[What to produce]
Turn the part of the records that opens with the line containing "Pin the weathered" and runs to the end of the records into a numbered list, leaving out blank lines and pictures.

>>

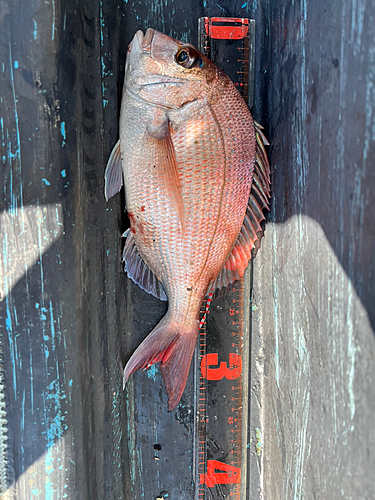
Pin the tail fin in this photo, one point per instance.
(171, 344)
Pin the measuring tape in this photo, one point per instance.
(222, 355)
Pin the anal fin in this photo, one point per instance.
(139, 272)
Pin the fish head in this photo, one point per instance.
(165, 72)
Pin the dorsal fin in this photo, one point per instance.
(238, 260)
(113, 173)
(139, 272)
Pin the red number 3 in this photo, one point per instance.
(219, 372)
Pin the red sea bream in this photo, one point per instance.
(188, 155)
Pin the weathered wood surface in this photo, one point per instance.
(313, 299)
(68, 314)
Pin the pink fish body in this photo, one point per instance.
(187, 154)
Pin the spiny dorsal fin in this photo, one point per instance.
(165, 159)
(139, 272)
(113, 173)
(238, 260)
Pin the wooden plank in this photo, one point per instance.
(313, 296)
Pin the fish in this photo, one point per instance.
(197, 179)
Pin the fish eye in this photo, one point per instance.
(188, 58)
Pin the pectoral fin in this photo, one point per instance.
(113, 173)
(167, 171)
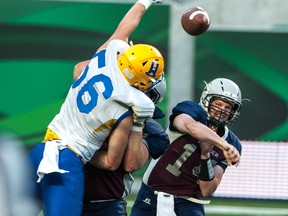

<<

[Correct answer]
1. Pin the weathered wood surface in this photo, one point per instance.
2. (313, 299)
3. (68, 314)
4. Pin the pink fish body in this photo, one point per instance.
5. (187, 154)
6. Pin the spiny dorsal fin in this photo, one point per instance.
7. (165, 159)
8. (139, 272)
9. (113, 173)
10. (238, 260)
11. Pin the wooden plank in this photo, one point per instance.
12. (313, 296)
13. Pin the fish in this photo, one point per instance.
14. (197, 179)
15. Pin the fish eye in this photo, one point per instance.
16. (188, 58)
17. Pin the pectoral fin in this photo, one point per instance.
18. (113, 173)
19. (167, 171)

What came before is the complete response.